*FRAGMENT STRONY*.
(powiat myszkowski) W nocy z piątku na sobotę 16/17 marca, przez teren powiatu myszkowskiego przejeżdżał ogromny transport metalowych elementów, które posłużą przy budowie jednej z rafinerii ropy naftowej w Kolumbii. Nie obyło się bez problemów: przejazd szerokiego na ponad 5 metrów i wysokiego na 8 metrów składu spowodował uszkodzenia przewodów linii niskiego napięcia w co najmniej kilkunastu miejscach.
Jak powiedzieli Gazecie Myszkowskiej na miejscu pracownicy kieleckiej firmy Sices, producenta ogromnych części, transport wyruszył z Kielc, by następnie drogami krajowymi i wojewódzkimi trafić na teren powiatu myszkowskiego. W gminie Niegowa przejechał przez Tomiszowice, Niegowę, następnie w Żarkach jadąc niezmiennie Drogą Wojewódzką 789 „odbił” na ul. Koziegłowską, przejeżdżając przez Koziegłowy i Gniazdów, do Woźnik. Tym samym opuścił teren powiatu myszkowskiego, kierując się dalej, aż do Opola. O to, co dalej stanie się z niecodziennym transportem, zapytaliśmy przedstawicieli firmy Sices z Kielc, producenta części: - Za około 2 tygodnie części z cieżarówek będą załadowane na barkę i popłyną Odrą do Szczecina. Potem ładunek trafi na statek i popłynie aż do Ameryki Południowej, do jednego z portów – mówi Magdalena Mojecka, Specjalista ds. Zarządzania Projektami w Sices. Ciekawość wszystkich budził ogromny ładunek, składający się z dwóch gigantycznych zbiorników, szerokich na 5 i pół metra, wysokich na prawie 8 metrów, długich na 15 metrów i ważących razem ponad 150 ton. – Są to zbiorniki ciśnieniowe, które posłużą w budowie jednej z rafinerii naftowej w Kolumbii, w mieście Cartagena. Przewożone elementy służą do połączenia z rurociągiem. Ciekawostką jest, że podczas transportu oba zbiorniki były wypełnione wewnątrz azotem, żeby uchronić całość przed korozją – dodaje M. Mojecka.

*POLECENIE 1*.
Przepisz z tekstu o transporcie zbiorników fragment między „(powiat myszkowski) W” a „najmniej kilkunastu miejscach.”, włącznie z tymi słowami.
*POLECENIE 2*.
Czym według tekstu o transporcie zbiorników były wypełnione oba zbiorniki podczas przewozu?

*ZAPISANE DANE*.
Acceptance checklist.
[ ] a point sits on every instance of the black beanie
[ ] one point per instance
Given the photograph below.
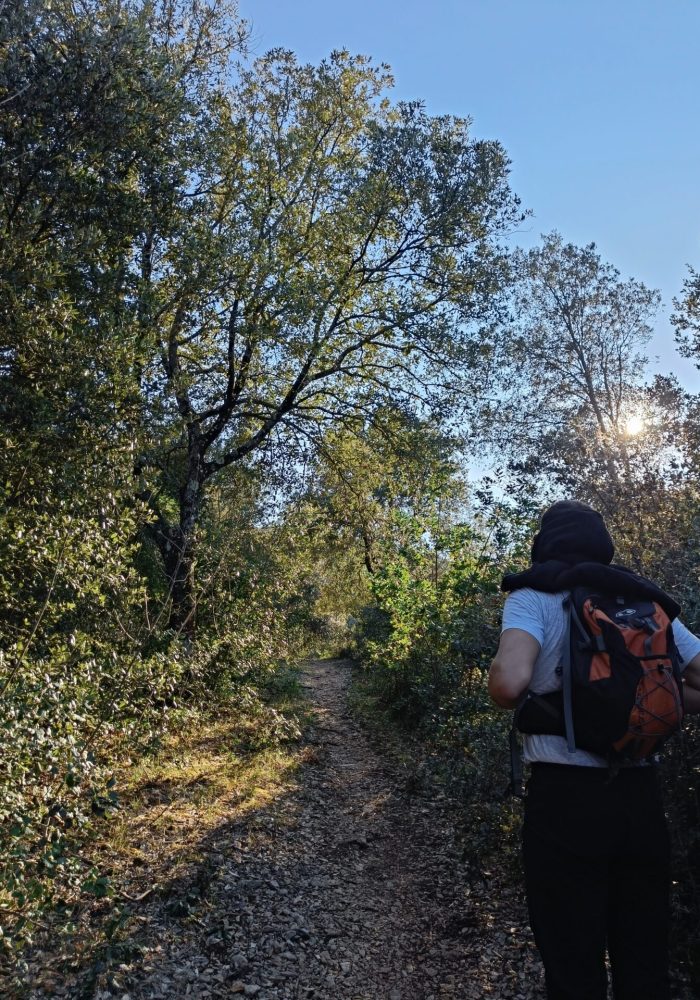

*PEŁNA ODPOWIEDŹ 1*.
(powiat myszkowski) W nocy z piątku na sobotę 16/17 marca, przez teren powiatu myszkowskiego przejeżdżał ogromny transport metalowych elementów, które posłużą przy budowie jednej z rafinerii ropy naftowej w Kolumbii. Nie obyło się bez problemów: przejazd szerokiego na ponad 5 metrów i wysokiego na 8 metrów składu spowodował uszkodzenia przewodów linii niskiego napięcia w co najmniej kilkunastu miejscach.

*PEŁNA ODPOWIEDŹ 2*.
Były wypełnione azotem.